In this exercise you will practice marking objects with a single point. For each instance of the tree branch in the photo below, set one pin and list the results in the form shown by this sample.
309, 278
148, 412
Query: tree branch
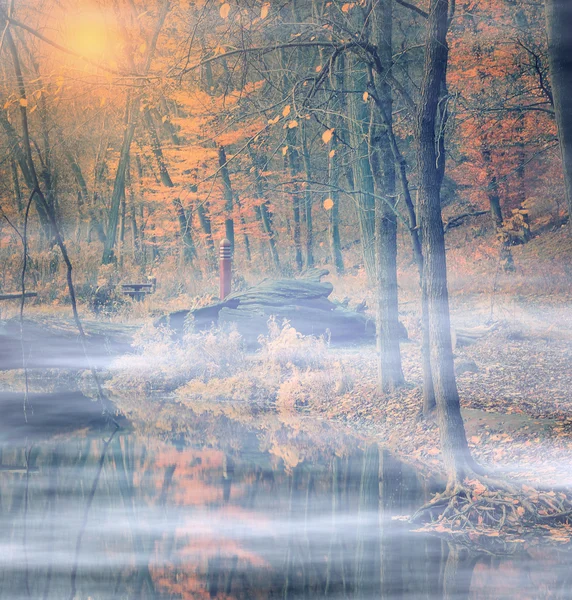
412, 7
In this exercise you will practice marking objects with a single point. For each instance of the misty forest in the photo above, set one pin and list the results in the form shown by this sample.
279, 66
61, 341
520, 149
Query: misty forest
285, 298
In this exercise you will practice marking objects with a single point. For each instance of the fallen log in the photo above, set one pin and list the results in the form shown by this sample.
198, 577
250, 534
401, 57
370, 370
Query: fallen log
303, 302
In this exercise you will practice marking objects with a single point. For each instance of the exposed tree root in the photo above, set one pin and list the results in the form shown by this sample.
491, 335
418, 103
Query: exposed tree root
491, 506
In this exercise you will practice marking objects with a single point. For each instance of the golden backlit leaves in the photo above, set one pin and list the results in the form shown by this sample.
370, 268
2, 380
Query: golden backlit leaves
225, 10
328, 135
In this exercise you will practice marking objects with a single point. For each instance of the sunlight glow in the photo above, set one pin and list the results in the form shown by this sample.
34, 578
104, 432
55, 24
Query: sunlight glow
89, 35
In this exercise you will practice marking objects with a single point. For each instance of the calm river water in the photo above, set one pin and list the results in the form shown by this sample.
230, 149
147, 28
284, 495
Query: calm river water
223, 503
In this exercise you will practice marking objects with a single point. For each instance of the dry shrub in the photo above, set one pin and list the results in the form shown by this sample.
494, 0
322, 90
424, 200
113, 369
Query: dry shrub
302, 388
164, 364
244, 387
285, 347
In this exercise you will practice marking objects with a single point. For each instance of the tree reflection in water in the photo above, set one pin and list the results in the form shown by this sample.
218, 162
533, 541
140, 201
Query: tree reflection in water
217, 506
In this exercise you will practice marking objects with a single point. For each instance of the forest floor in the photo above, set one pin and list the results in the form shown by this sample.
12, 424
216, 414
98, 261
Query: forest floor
517, 407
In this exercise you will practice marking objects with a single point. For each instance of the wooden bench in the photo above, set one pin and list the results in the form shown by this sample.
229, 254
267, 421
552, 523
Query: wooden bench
18, 296
138, 291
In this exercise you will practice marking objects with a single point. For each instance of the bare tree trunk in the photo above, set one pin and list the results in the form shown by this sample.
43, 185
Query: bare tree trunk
131, 111
16, 185
559, 29
262, 212
308, 201
189, 250
383, 168
228, 196
294, 165
454, 446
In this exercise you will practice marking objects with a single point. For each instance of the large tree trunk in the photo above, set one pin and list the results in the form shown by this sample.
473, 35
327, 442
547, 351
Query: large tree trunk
362, 175
559, 29
383, 167
132, 109
119, 183
454, 446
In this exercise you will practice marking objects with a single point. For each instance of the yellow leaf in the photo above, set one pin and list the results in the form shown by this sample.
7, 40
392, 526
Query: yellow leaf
225, 10
327, 135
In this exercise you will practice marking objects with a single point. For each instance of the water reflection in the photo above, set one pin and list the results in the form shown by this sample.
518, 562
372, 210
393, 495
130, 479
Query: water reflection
230, 509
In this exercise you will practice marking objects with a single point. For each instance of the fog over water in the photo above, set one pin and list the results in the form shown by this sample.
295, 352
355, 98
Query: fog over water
225, 512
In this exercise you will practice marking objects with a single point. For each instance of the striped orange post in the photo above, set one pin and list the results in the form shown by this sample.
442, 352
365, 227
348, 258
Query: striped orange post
225, 268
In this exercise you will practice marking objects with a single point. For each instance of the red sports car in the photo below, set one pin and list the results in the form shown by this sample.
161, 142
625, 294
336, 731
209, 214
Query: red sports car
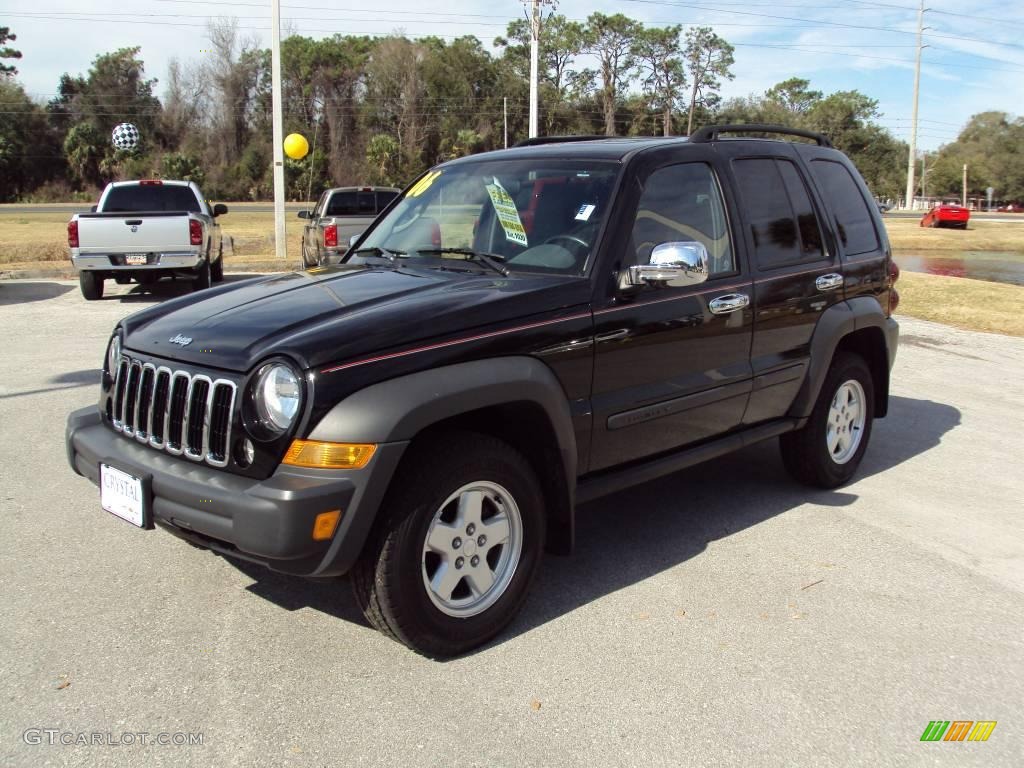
946, 214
_____
> [What is expected] Copy every record character for character. Skip the pictures.

> [Correct answer]
In this exercise you will practice marking objects with a single point. For each instance of the tree branch in the photo below, set one pin and list the results in the form shown by this sample.
309, 278
148, 412
Query: tree branch
412, 7
In this exercise you will practice marking objects with a single point. For each instance of the misty forest in the photo above, set one pin and list the results in the form shown by this sample.
279, 66
61, 341
520, 149
Query: misty forest
285, 298
In this exercise you will practice marking objects with a single point. For each instance of the fallen log in the photo above, set one pin and list the results in the form shown by this sample.
198, 577
250, 534
401, 57
370, 370
Query: fallen log
303, 302
In this exercise you will practice marking objects with a single point. For each instance of the exposed tree root in the photo above, set one pin and list the results in the form shown by this sample.
491, 335
418, 103
Query: exposed tree root
491, 506
In this exercise you will practice marking objects with a single point. For each instance of the golden backlit leaves in the photo above, set one pin and list the results in the form shown by this sample.
370, 268
2, 380
Query: golden backlit leaves
225, 10
328, 135
In this exercise you will practice marking objects with a single point. For each instance of the sunlight glow in the photo above, set one pin and list the results in the form shown by this sample.
34, 578
104, 432
55, 24
Query: sunlight glow
89, 35
In this exercise you will practice marking objects with a single point. For each instance of the calm river water in the photo above, set one pin and list the results in the form shown by this sample.
230, 149
147, 28
284, 495
Query: calm river water
223, 503
In this exercise you will practice marking objects with a single point. For each instance of the dry shrub in the photo above, set one pin and list the results in the form shown by this sample.
494, 0
322, 90
424, 200
113, 369
Query: dry shrub
302, 388
164, 364
244, 387
285, 347
In this exercise you will practice marking objects with a single point. For each instance of the tree reflection in water in the photo above, set one pin and list the results in the form shown by this sample.
218, 162
533, 541
140, 201
Query: tree reflection in water
217, 506
In this exercise you will practice marking objects with a single point. For each instance of the forest floor in the photo above, set one pin and list the results in the form shown by this sample.
12, 424
216, 414
98, 261
Query: forest floor
517, 407
In this exercise you will practice marking objects with a single point. For each instance of the wooden bench in the photo above, set one pin and list the results in the form shown by this sample.
229, 254
267, 421
552, 523
Query: wooden bench
18, 296
138, 291
In this exercise you will practice marking objects with a single point. For each instance of the bare tree trunk in the photo above, set one pin and list the results in the form shown by this sample.
43, 185
Query: bare tree trunk
131, 111
16, 185
559, 29
262, 212
308, 201
189, 250
383, 168
228, 196
294, 165
454, 446
In this exercise you will practice marking objects with a single point. For each instance of the large tree trunk in the photo above, set one pin and list the results in the form shown by this sample.
473, 35
327, 442
547, 351
Query: large tree trunk
362, 175
559, 29
383, 167
132, 109
119, 183
454, 446
In this exercise you will practice marking objects with a single point. For each instance of the yellow leaf in the photo above, set one pin and list the results in the form shown by this sample.
7, 40
392, 526
Query: yellow leaf
225, 10
327, 135
In this exercise you will practice marking objects with a single point. For each instance of the water reflection in the photo above, set one pin and list the results in the form shown by this sample.
518, 562
372, 210
393, 495
130, 479
Query: water reflection
230, 509
In this exercise you will practice marking objects with a single point. For each instance of the fog over water in the photo above, set one pin and list the results in the form shown by this sample.
295, 352
355, 98
Query: fog over water
225, 512
In this exercise you will practice marking objects with a single point. For each instance of the striped orange post in the photo above, set one pin and list the results in the form shown by this sample.
442, 352
365, 227
348, 258
Query: striped orange post
225, 268
In this exercise you will practice marking objects with a single point. For each instance of the red sports car in the photo below, set one pin and list the results in the form shown by this sample.
161, 142
625, 294
336, 731
209, 214
Query: red sports car
946, 214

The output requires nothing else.